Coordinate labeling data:
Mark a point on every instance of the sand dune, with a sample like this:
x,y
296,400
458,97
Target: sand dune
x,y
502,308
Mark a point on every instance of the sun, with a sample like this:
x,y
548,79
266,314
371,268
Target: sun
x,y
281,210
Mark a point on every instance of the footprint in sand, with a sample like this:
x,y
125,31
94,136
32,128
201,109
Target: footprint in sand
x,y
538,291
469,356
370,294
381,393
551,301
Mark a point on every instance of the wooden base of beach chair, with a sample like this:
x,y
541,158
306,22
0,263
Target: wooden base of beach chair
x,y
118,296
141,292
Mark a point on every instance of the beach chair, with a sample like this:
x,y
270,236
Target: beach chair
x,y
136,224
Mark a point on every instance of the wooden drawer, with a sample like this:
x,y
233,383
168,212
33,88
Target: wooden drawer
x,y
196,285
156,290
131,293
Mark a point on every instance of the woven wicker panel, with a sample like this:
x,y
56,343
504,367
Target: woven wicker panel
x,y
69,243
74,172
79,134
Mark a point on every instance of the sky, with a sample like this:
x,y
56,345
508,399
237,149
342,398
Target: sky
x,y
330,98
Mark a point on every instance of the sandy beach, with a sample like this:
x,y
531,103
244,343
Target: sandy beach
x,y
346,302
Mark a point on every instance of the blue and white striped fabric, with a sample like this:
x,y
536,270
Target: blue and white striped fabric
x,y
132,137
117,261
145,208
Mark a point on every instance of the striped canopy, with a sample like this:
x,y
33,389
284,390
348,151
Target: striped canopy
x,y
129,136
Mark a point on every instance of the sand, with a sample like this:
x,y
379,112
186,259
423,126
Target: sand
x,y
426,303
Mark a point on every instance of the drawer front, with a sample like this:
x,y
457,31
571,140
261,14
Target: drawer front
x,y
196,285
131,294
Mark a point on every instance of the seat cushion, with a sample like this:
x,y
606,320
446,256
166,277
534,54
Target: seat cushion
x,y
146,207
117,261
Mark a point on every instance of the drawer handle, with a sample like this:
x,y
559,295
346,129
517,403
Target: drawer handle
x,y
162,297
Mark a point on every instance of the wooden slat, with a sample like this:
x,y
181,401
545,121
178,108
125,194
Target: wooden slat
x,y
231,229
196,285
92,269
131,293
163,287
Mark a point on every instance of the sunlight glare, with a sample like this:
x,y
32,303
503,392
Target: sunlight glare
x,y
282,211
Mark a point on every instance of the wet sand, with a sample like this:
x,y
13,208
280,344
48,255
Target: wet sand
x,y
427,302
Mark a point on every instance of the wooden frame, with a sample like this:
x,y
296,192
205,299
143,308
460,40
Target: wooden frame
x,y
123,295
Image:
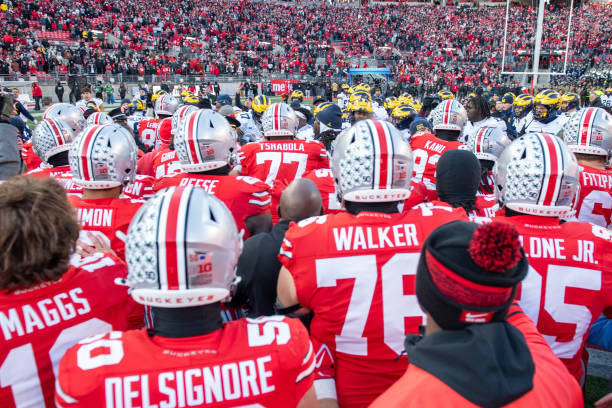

**DO THIS:** Return every line of the records above that contains the word "fabric".

**TASK OUTPUT:**
Mark a point on every instance of the blue and white striped fabric, with a sample like this:
Target: blue and white striped fabric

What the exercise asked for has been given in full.